* _Work to be completed_: Reproduce each line below without any alteration.
= = = = = = =
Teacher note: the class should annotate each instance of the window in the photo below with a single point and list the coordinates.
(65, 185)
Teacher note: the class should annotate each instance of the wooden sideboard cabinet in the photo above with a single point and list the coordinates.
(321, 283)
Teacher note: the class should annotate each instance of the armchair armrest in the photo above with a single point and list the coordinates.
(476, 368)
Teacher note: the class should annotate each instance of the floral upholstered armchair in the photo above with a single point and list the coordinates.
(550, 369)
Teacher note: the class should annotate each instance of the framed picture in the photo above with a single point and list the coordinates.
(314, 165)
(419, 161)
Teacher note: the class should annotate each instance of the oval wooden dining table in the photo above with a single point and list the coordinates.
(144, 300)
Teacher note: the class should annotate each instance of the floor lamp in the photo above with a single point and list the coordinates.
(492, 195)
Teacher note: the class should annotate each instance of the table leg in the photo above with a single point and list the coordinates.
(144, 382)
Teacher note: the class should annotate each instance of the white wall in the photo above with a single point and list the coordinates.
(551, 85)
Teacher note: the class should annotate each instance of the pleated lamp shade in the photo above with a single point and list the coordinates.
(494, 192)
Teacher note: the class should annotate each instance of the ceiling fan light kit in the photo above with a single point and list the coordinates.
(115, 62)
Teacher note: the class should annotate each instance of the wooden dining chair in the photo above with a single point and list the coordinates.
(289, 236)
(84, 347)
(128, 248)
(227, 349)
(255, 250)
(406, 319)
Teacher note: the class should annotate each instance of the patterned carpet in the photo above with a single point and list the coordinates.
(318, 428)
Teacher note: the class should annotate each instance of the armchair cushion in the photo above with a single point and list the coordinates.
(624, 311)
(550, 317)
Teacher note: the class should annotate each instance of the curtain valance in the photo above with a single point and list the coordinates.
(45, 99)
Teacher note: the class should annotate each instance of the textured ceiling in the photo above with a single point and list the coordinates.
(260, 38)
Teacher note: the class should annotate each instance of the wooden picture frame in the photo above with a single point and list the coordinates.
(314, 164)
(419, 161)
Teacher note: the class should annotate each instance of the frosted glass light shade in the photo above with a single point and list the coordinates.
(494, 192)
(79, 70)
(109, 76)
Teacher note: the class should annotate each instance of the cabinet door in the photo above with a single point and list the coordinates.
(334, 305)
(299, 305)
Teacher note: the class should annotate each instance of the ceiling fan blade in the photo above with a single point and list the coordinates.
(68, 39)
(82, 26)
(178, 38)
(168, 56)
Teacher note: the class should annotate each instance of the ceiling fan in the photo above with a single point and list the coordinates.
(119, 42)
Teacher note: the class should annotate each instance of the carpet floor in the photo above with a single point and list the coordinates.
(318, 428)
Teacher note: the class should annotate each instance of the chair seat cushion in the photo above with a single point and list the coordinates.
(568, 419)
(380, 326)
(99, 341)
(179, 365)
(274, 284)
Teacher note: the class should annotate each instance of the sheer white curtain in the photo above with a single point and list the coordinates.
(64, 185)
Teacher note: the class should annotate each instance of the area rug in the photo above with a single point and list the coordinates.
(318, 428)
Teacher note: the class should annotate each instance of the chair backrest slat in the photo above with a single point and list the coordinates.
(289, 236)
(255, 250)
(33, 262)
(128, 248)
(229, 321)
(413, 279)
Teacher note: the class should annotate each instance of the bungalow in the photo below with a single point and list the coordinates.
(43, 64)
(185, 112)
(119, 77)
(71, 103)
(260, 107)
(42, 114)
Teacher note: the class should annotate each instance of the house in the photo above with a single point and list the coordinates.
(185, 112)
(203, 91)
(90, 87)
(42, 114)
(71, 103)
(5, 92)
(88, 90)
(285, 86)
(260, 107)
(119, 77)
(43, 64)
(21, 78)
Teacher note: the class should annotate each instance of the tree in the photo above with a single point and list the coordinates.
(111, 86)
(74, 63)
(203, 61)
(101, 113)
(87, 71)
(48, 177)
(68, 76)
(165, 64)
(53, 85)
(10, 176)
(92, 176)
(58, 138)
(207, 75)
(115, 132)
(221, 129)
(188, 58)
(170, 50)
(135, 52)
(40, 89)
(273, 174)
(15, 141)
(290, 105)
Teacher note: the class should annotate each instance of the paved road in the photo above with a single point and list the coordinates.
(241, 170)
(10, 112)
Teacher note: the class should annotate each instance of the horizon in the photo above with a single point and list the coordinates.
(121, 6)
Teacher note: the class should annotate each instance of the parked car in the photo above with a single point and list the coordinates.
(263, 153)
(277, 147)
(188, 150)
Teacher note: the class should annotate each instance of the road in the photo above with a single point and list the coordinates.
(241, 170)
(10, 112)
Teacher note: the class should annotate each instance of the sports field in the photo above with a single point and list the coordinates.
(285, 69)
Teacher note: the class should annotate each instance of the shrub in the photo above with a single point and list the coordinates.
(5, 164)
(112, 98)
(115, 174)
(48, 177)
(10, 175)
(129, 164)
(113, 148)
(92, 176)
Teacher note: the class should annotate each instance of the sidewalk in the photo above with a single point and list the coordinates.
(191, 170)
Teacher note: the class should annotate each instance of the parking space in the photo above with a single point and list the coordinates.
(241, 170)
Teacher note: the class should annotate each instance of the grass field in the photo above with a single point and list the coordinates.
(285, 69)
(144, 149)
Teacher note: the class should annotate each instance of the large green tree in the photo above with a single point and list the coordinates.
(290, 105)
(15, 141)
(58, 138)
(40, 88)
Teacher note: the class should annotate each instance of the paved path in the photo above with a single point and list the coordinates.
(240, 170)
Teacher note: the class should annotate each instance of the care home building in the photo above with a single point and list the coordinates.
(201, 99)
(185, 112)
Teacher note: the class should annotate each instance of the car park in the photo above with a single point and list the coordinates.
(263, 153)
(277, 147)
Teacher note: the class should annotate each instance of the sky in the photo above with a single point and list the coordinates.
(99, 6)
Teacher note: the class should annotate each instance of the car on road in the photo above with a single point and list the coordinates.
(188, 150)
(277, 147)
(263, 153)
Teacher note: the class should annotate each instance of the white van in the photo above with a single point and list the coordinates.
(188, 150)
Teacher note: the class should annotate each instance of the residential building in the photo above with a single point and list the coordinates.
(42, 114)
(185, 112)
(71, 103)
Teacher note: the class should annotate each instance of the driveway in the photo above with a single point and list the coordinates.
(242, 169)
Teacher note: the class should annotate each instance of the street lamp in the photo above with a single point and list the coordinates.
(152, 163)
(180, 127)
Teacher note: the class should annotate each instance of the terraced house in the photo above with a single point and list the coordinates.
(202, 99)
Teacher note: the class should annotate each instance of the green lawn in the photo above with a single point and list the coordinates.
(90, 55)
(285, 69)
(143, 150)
= = = = = = =
* _Your solution_:
Teacher note: the class should annotate each instance of the window in the photo below with a single point and list the coordinates.
(65, 185)
Teacher note: the class should annotate each instance of the wooden sideboard cabinet in the photo above with a single point and list the coordinates.
(321, 283)
Teacher note: the class should annotate each instance of the armchair armrest in the photo above with a single point and list the coordinates.
(476, 368)
Teacher note: the class should annotate each instance of the floral upholstered armchair in the photo above with a single point and list the coordinates.
(550, 369)
Teacher note: the class should annotate each instance of the framed picture in the photo above with a single point and list the coordinates.
(314, 165)
(419, 161)
Teacher note: the class should annotate each instance of the oval wooden dining table in the photo above with a single point and list the coordinates.
(144, 300)
Teacher note: the class should annotate each instance of the floor lamp in the photo above with a single point and list the coordinates.
(492, 195)
Teacher note: the class should annotate each instance of the table leg in the photo above with a single point and list the coordinates.
(144, 382)
Teacher note: the class should annotate each instance of the white wall in the photo above with a single point and list the coordinates.
(551, 85)
Teacher note: the class should annotate each instance of the pleated lamp shade in the photo above with a single point and list the coordinates.
(494, 192)
Teacher note: the class should annotate each instance of the ceiling fan light kit in the photo above with a single point and list the coordinates.
(115, 62)
Teacher note: the class should annotate each instance of the wooden dining chair in the photo above with a single point and list the coordinates.
(289, 236)
(84, 347)
(128, 248)
(227, 349)
(255, 250)
(406, 319)
Teacher note: the class should annotate each instance of the patterned carpet in the photo above with a single point and list the coordinates.
(318, 428)
Teacher note: the class should annotate each instance of the armchair cushion in the photo above with a single point and list the coordinates.
(624, 311)
(550, 317)
Teacher note: the class should annotate each instance of the curtain valance in the photo above with a single point and list the coordinates.
(45, 99)
Teacher note: the class should annotate each instance of the textured ceiling in the photo above with a single point and list the coordinates.
(260, 38)
Teacher note: the class should annotate each instance of the wooden picture frame in the photo above with a single point and list the coordinates.
(314, 164)
(419, 161)
Teacher note: the class should annotate each instance of the frosted glass light shade in the photo above with a single point and list the coordinates.
(494, 192)
(79, 70)
(109, 76)
Teacher note: the class should annotate each instance of the cabinet door in the photo above with a single point and list the coordinates.
(334, 305)
(299, 305)
Teacher note: the class should annotate each instance of the ceiling fan blade in the photo above with a single point and list the coordinates.
(68, 39)
(82, 26)
(178, 38)
(168, 56)
Teacher note: the class should annotate each instance of the ceiling fan in the photo above with a single point and list the coordinates.
(119, 42)
Teacher note: the class should annotate each instance of the carpet floor in the photo above with a single point and list the coordinates.
(318, 428)
Teacher note: the class should annotate each instance of the chair seat cushion in the photo above with a single point and list the coordinates.
(568, 419)
(380, 326)
(99, 341)
(179, 365)
(274, 284)
Teacher note: the class should annotate each instance of the sheer white curtain in the photo above with a single point and list the coordinates.
(64, 185)
Teacher note: the class should annotate each instance of the area rug in the photo above with a single point and list the coordinates.
(318, 428)
Teacher note: the class should annotate each instance of the chair backrest slat in the photo above with a single point and list the coordinates.
(289, 236)
(255, 250)
(33, 262)
(128, 248)
(229, 321)
(413, 279)
Teacher note: the class should annotate each instance of the bungalow in the photo below with a single point and list the coordinates.
(43, 64)
(185, 112)
(119, 77)
(71, 103)
(260, 107)
(42, 114)
Teacher note: the class should annotate each instance of the house in the photo above with a single point and list the coordinates.
(185, 112)
(203, 91)
(90, 87)
(42, 114)
(71, 103)
(5, 92)
(88, 90)
(285, 86)
(260, 107)
(119, 77)
(43, 64)
(21, 78)
Teacher note: the class should annotate each instance of the tree in the photo above with a single point and list the coordinates.
(111, 86)
(74, 63)
(203, 61)
(101, 113)
(87, 71)
(48, 177)
(68, 76)
(165, 64)
(53, 85)
(10, 176)
(92, 176)
(58, 138)
(207, 75)
(115, 132)
(221, 129)
(188, 58)
(170, 50)
(135, 52)
(40, 89)
(273, 174)
(15, 141)
(290, 105)
Teacher note: the class should annotate each instance of the paved road in the photo above with a single point and list the coordinates.
(241, 170)
(10, 112)
Teacher note: the class should annotate each instance of the horizon in the photo above with a single point and list the coordinates.
(121, 6)
Teacher note: the class should annotate each instance of the parked car in the photo above with a single point and list the coordinates.
(263, 153)
(277, 147)
(188, 150)
Teacher note: the class should annotate each instance of the road in the photo above with a single point and list the coordinates.
(241, 170)
(10, 112)
Teacher note: the class should annotate each instance of the sports field in the photo above with a single point and list the coordinates.
(285, 69)
Teacher note: the class should annotate each instance of the shrub in the photo above with a single point and list the coordinates.
(5, 164)
(112, 98)
(115, 174)
(48, 177)
(10, 175)
(129, 164)
(113, 148)
(92, 176)
Teacher note: the class should annotate each instance of the sidewalk in the photo above with a single point and list the coordinates.
(191, 170)
Teacher note: the class should annotate each instance of the parking space in the photo above with a single point and list the coordinates.
(241, 170)
Teacher note: the class should annotate each instance of the grass field in the photo above with a single point and list the coordinates.
(285, 69)
(144, 149)
Teacher note: the class should annotate each instance of the large green tree in the photo above with a single point and list the coordinates.
(290, 105)
(15, 141)
(58, 138)
(40, 88)
Teacher note: the class should annotate each instance of the paved path in the photo above with a single point and list the coordinates.
(240, 170)
Teacher note: the class should annotate each instance of the care home building in the photo above with a single point and list the coordinates.
(201, 99)
(185, 112)
Teacher note: the class should annotate each instance of the car park in the photo above with a single point and list the coordinates.
(263, 153)
(277, 147)
Teacher note: the class should annotate each instance of the sky in the photo above with a single point and list the coordinates.
(99, 6)
Teacher note: the class should annotate each instance of the car on road in the photo above with a single point and list the coordinates.
(188, 150)
(277, 147)
(263, 153)
Teacher note: the class should annotate each instance of the white van in the photo above with a single point and list the coordinates.
(188, 150)
Teacher note: the class should annotate each instance of the residential building in the photo above with a single point and list the coordinates.
(42, 114)
(185, 112)
(71, 103)
Teacher note: the class should annotate each instance of the driveway in the photo above with a single point and list the coordinates.
(242, 169)
Teacher note: the class should annotate each instance of the street lamp in the photo above with a single point and list the coordinates.
(152, 163)
(180, 127)
Teacher note: the class should annotate each instance of the terraced house in the photo above with a single point and list the coordinates.
(202, 99)
Teacher note: the class should annotate each instance of the green lawn in the photo above with a single point and list the coordinates.
(90, 55)
(285, 69)
(143, 150)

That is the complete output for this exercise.